■ PROBLEM DETAILS
Look below for the line containing "<point>178,190</point>" and the line containing "<point>89,42</point>"; repeat exactly those two lines and all lines between them, and nothing else.

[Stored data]
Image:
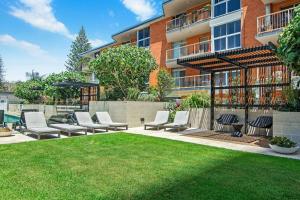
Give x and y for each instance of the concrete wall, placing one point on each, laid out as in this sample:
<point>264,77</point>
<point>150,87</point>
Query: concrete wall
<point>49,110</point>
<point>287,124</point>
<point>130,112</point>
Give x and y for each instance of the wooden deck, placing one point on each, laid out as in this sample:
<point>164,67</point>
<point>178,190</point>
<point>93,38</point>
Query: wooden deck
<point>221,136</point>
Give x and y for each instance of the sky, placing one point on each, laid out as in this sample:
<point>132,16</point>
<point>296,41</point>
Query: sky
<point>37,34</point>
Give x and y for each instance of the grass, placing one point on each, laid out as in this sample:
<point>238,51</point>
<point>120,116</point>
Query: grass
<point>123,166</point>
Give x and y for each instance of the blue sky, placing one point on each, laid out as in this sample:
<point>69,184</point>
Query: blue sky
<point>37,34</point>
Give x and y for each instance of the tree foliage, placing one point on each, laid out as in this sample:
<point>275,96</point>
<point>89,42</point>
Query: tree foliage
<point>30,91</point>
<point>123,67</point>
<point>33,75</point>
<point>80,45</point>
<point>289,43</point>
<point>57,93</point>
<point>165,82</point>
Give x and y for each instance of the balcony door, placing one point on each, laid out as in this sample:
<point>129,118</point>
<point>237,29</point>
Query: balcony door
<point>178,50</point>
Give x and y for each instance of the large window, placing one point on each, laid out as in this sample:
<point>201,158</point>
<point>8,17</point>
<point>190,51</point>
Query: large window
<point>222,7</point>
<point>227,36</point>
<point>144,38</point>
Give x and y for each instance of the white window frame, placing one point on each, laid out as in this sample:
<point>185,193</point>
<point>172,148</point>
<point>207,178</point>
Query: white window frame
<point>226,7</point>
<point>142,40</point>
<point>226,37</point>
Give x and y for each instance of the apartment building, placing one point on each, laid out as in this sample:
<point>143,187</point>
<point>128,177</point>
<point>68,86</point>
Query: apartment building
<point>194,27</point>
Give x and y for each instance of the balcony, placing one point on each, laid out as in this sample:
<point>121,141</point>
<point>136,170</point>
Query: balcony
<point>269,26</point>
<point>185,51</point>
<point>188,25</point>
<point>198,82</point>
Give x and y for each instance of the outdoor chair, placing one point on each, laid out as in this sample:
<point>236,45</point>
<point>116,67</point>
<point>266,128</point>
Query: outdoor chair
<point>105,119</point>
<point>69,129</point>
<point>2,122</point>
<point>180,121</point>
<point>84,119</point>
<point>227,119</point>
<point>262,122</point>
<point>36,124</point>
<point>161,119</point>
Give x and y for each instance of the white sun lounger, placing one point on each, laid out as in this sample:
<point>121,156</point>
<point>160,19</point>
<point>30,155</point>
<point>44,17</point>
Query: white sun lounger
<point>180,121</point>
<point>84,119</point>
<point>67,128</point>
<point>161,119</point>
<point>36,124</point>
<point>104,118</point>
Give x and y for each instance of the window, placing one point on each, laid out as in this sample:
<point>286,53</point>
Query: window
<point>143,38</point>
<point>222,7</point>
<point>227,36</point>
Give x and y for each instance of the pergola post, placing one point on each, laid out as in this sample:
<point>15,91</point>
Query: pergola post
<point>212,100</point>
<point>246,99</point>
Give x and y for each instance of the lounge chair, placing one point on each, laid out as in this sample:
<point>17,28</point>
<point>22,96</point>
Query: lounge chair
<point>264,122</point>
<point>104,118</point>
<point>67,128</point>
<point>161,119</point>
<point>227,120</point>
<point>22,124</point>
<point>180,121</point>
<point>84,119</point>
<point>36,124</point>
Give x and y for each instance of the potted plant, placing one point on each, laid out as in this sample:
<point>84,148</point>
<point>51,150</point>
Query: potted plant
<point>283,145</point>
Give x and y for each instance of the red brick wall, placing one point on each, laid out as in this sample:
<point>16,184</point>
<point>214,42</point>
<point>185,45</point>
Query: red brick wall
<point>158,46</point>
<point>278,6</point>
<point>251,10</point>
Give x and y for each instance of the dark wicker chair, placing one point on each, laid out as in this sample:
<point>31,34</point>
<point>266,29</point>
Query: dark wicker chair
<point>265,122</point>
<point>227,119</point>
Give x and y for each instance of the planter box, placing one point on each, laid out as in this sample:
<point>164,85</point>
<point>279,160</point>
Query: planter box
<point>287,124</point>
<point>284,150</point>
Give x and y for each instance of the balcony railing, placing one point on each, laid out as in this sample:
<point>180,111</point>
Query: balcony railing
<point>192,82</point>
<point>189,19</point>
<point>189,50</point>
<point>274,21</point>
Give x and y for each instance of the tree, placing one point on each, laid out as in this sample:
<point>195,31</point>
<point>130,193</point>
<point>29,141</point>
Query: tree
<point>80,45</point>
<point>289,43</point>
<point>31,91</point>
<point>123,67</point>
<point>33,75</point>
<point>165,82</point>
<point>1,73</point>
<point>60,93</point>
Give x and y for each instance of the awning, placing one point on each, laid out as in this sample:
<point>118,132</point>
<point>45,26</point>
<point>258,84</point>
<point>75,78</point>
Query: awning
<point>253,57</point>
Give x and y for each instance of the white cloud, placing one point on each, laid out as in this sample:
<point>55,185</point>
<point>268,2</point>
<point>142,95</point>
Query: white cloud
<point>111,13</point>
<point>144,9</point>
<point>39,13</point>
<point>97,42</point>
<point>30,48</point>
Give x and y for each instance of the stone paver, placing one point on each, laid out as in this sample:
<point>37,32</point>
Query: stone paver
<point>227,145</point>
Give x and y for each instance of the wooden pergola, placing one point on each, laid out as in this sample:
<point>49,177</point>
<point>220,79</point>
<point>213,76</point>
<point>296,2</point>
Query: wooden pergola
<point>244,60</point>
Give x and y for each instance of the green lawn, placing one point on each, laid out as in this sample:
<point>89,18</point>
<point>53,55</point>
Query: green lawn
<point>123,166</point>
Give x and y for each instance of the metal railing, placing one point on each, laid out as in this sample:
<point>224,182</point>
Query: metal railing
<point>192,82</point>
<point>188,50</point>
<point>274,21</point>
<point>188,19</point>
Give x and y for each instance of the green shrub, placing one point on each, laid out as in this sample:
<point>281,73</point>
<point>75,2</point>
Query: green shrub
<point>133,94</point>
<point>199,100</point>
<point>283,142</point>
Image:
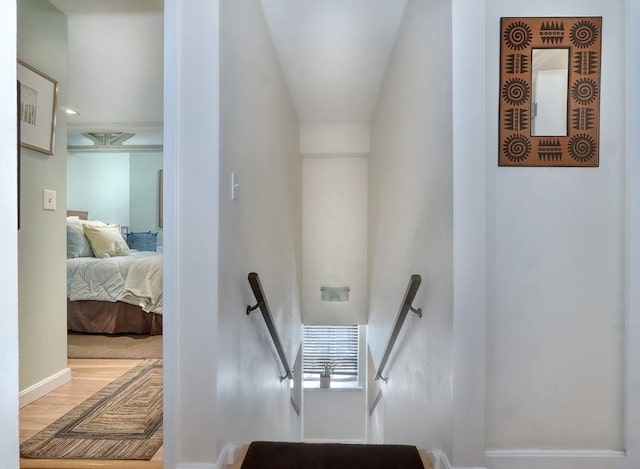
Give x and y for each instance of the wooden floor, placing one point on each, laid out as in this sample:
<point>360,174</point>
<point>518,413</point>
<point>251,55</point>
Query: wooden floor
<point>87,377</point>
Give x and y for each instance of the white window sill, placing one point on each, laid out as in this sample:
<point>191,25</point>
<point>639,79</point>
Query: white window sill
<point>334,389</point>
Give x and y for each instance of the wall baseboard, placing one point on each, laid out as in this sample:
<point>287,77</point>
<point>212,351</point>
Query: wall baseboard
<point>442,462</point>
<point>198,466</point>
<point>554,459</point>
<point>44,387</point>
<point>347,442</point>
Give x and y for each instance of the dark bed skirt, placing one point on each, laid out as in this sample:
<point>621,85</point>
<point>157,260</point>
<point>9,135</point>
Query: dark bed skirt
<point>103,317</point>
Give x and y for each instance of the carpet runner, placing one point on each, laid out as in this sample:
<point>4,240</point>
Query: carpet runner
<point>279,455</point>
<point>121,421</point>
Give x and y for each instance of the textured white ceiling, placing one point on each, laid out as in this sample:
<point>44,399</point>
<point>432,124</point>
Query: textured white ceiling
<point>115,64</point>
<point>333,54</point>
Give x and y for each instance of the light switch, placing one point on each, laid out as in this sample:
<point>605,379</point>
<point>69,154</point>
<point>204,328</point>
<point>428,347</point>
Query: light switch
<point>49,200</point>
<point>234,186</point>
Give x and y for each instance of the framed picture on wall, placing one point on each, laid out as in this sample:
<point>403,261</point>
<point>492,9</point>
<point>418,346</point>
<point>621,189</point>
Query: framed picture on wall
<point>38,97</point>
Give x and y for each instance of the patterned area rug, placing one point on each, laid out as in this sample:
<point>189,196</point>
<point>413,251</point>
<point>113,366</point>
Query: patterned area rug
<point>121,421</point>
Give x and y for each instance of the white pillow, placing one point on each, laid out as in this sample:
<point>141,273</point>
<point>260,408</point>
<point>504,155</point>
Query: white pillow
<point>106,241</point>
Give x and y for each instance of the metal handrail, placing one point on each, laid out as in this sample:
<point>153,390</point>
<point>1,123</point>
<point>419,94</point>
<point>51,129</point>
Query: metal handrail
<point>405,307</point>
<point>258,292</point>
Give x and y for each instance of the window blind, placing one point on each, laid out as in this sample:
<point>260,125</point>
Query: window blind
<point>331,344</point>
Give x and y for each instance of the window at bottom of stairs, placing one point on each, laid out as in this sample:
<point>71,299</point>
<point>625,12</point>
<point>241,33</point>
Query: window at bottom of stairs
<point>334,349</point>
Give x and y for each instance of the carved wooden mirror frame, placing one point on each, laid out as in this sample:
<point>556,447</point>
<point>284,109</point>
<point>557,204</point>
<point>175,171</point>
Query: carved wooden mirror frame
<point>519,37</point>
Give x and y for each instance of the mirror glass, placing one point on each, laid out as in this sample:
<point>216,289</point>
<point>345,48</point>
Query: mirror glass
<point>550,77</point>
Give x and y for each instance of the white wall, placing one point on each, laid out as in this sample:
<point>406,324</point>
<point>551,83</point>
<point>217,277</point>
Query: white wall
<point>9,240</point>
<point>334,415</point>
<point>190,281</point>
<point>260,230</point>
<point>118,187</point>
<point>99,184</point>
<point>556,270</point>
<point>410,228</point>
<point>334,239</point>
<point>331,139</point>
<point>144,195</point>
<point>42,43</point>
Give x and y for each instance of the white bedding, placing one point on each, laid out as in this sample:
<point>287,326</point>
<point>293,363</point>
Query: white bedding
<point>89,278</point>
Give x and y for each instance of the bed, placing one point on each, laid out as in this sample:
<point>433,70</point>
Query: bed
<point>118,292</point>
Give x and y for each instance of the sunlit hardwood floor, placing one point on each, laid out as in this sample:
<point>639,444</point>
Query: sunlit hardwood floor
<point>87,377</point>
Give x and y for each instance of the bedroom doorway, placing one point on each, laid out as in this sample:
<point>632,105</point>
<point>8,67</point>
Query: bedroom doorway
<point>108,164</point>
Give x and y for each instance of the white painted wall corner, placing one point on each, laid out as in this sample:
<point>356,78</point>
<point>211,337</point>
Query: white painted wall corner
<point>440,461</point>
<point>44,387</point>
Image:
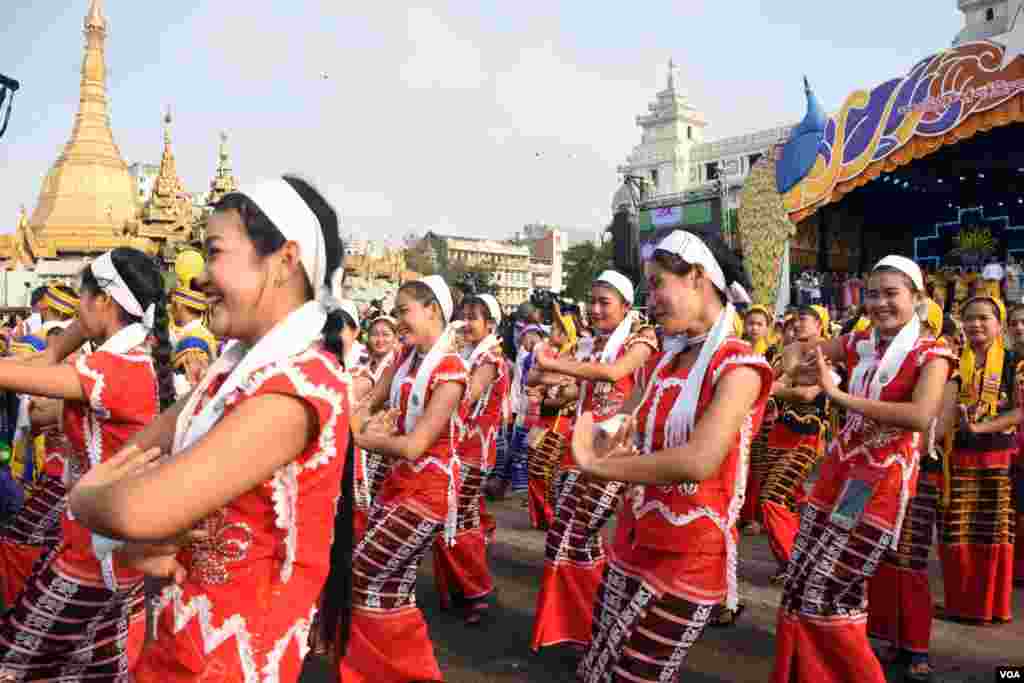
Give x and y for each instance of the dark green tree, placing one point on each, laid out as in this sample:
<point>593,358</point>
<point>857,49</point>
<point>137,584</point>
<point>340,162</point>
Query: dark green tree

---

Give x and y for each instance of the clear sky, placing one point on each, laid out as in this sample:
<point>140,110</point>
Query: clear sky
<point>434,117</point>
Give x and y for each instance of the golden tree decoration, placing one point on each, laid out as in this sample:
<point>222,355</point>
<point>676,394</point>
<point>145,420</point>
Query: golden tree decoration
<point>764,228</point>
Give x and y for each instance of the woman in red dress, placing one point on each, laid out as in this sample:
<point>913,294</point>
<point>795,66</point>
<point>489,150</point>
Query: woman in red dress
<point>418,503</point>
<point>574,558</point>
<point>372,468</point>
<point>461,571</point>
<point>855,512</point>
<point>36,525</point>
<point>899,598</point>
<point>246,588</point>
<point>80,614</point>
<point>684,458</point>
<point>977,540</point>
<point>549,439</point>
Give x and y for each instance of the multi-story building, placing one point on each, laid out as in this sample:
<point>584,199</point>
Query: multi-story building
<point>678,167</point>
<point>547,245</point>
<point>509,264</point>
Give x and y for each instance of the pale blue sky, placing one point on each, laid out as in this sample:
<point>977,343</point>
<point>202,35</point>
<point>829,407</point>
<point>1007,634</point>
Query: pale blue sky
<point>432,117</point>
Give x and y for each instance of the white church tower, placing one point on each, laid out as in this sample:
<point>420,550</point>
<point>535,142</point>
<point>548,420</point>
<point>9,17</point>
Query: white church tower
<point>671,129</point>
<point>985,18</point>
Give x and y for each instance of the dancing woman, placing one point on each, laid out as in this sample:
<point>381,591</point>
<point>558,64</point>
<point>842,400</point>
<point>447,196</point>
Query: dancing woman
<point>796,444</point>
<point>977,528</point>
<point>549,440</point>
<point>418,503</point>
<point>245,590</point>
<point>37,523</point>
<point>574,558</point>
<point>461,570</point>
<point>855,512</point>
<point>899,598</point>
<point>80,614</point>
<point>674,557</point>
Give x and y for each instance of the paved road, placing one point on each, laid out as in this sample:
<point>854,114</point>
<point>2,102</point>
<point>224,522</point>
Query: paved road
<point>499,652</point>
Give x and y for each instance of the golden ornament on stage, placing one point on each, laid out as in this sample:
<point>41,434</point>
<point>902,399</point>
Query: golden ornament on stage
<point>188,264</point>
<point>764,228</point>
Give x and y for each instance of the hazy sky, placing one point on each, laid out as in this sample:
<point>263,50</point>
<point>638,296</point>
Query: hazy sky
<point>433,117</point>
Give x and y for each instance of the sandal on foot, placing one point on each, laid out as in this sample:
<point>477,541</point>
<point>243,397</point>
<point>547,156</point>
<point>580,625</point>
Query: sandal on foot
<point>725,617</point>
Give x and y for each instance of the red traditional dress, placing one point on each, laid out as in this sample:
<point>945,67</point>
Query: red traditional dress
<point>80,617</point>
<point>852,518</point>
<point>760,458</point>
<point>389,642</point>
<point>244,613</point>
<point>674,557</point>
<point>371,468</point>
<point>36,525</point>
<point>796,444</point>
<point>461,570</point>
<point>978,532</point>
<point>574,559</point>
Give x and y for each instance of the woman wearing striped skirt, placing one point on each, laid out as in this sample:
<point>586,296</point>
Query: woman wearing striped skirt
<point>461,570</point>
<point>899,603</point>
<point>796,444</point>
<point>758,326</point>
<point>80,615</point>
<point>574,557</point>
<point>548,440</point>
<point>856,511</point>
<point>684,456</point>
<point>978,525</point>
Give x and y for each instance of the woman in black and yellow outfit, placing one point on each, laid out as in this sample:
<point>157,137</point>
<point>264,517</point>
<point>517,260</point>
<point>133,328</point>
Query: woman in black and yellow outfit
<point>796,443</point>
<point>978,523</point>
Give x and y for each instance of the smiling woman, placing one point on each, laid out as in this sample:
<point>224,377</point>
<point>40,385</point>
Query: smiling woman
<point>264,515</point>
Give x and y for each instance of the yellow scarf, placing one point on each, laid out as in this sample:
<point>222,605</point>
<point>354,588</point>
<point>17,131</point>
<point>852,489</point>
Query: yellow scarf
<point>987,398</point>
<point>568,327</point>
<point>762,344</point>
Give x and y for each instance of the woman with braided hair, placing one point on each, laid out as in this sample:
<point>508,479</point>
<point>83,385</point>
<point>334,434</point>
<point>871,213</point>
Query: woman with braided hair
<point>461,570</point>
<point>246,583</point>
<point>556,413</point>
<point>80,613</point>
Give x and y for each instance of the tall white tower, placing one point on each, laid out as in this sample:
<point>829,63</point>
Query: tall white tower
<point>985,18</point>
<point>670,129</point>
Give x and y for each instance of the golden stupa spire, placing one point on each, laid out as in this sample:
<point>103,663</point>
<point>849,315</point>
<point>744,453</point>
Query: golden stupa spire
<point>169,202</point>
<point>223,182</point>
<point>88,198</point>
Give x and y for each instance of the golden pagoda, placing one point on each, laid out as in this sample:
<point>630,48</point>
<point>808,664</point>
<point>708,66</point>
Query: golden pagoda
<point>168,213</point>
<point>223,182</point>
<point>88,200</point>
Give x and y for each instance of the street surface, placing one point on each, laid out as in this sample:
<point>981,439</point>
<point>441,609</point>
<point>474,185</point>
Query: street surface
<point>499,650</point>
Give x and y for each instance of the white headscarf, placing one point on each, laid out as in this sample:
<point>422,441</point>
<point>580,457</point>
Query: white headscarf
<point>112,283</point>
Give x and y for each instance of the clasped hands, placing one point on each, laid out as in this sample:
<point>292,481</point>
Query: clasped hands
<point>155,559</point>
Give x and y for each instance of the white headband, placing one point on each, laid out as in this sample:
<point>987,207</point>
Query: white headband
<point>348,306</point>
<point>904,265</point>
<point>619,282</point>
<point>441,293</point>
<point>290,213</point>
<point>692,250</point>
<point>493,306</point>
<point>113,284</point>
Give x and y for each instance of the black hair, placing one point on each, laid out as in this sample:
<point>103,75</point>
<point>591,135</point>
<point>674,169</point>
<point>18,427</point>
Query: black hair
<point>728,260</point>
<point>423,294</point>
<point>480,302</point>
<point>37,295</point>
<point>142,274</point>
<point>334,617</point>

--

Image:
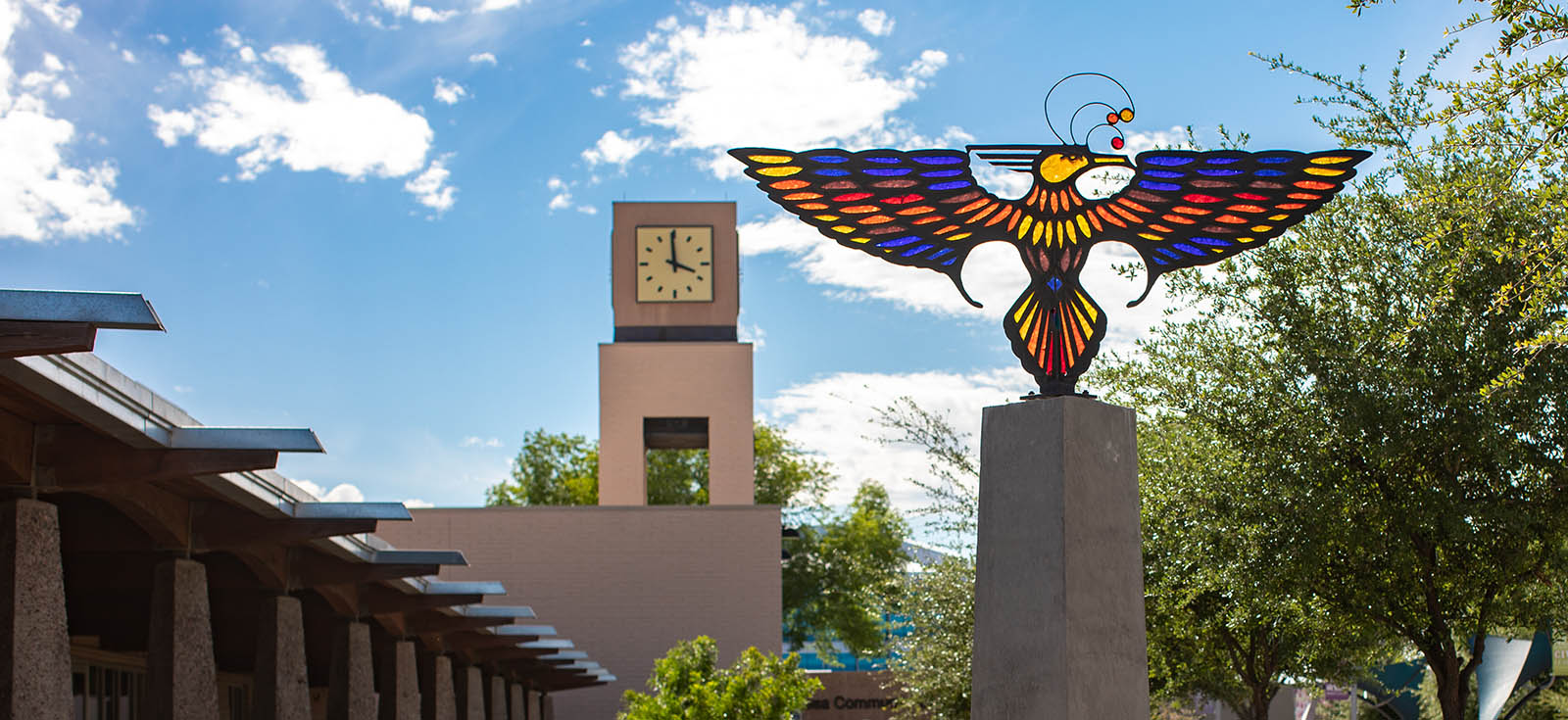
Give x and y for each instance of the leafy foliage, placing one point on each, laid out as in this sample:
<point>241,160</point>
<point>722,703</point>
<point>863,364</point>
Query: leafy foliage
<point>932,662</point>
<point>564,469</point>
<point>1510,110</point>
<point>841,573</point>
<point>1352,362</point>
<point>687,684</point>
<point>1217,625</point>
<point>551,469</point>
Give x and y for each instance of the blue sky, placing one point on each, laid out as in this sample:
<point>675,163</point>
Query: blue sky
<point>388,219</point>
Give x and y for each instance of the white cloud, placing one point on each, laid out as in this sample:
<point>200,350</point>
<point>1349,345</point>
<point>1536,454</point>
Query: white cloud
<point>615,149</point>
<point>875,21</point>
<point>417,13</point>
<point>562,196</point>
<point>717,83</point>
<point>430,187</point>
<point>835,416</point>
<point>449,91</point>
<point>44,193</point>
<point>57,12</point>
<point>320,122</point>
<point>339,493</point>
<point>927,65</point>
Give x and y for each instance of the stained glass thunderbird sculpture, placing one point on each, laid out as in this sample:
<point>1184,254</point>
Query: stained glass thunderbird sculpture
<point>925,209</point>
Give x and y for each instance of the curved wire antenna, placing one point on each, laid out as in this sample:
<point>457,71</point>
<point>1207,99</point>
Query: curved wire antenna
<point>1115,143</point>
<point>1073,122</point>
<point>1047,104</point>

■ ANSWER SECTION
<point>178,190</point>
<point>93,38</point>
Query: wooden deck
<point>221,136</point>
Give x and y for each instance of the sky, placing one point on each, laid out as in this sample:
<point>132,16</point>
<point>296,41</point>
Query: sky
<point>37,34</point>
Give x and y for each instance of the grass, placing one point on each, laid out as in this sample:
<point>238,51</point>
<point>120,116</point>
Query: grass
<point>123,166</point>
Give x and y for each instance of the blue sky, placing one point on each, laid out as in this sample:
<point>69,184</point>
Query: blue sky
<point>37,34</point>
Give x and y for each instance of the tree foliage, placing one point on each, laid out as in this sample:
<point>275,96</point>
<point>89,42</point>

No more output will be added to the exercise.